# Data in this exercise

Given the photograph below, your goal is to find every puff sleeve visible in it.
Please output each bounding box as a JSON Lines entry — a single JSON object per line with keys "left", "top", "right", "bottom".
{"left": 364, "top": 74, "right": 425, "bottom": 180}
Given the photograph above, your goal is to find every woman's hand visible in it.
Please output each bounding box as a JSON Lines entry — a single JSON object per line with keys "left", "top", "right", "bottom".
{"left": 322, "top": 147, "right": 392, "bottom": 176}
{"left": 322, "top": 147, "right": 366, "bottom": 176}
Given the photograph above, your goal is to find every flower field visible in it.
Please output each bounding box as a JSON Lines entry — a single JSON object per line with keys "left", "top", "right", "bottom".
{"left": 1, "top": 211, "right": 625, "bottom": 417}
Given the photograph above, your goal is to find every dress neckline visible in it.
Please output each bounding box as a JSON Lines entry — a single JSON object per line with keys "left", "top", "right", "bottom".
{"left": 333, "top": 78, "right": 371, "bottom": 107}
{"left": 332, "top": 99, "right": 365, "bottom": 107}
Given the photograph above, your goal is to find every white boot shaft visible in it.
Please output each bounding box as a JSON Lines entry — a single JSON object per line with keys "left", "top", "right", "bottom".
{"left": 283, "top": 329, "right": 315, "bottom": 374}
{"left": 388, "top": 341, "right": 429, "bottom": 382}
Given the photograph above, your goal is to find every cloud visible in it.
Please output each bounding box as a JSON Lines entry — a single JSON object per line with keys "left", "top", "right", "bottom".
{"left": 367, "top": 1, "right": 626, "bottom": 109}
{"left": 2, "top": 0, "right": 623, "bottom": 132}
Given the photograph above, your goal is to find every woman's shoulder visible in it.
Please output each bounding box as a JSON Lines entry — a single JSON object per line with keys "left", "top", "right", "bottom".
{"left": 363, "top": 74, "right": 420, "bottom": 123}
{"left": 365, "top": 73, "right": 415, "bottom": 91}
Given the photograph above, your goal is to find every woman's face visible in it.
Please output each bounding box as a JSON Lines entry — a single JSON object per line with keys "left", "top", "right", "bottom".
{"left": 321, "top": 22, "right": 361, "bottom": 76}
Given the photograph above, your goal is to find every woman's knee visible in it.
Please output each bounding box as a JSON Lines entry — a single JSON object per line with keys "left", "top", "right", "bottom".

# Exercise
Reproduce the records above exactly, from the first line through the line containing "shoulder visible in it.", and output nothing else.

# Reply
Given the photograph below, your goal is to find every puff sleeve visible in it.
Please output each bounding box as a JSON Lines entry — a single JSON object per line with keys "left", "top", "right", "bottom".
{"left": 364, "top": 74, "right": 425, "bottom": 180}
Given the photograph above, your goal is to find every woman's hand visible in it.
Please output each bounding box as a JSON Lines entry — a single JSON object per line with keys "left", "top", "right", "bottom".
{"left": 322, "top": 147, "right": 392, "bottom": 176}
{"left": 322, "top": 147, "right": 366, "bottom": 176}
Given the photograph above, your goal is to find every flower field visible in it.
Please output each bounding box as a JSON Lines entry — a single JSON object per line with keys "left", "top", "right", "bottom".
{"left": 1, "top": 211, "right": 625, "bottom": 417}
Given the photograph above, your goal is to find every dress neckline visible in it.
Please output each bounding box as a JSON Lines entry — a single JSON object per line with keys "left", "top", "right", "bottom".
{"left": 333, "top": 78, "right": 371, "bottom": 107}
{"left": 332, "top": 99, "right": 365, "bottom": 107}
Given the photograph above, your goal is to find every white boot shaft visible in it.
Please output each bounding box as a JSON Lines entry — a single JSON object per line with keys "left", "top", "right", "bottom".
{"left": 283, "top": 329, "right": 315, "bottom": 374}
{"left": 388, "top": 341, "right": 429, "bottom": 382}
Given the photograph above, your goal is to find every cloud visible in it.
Please output each bounding box as a JSON Lines entry — a single JSON object per line with keys "left", "top", "right", "bottom".
{"left": 367, "top": 1, "right": 626, "bottom": 109}
{"left": 2, "top": 0, "right": 623, "bottom": 132}
Given the photograph above, your goal is to find every woman's shoulder visible in it.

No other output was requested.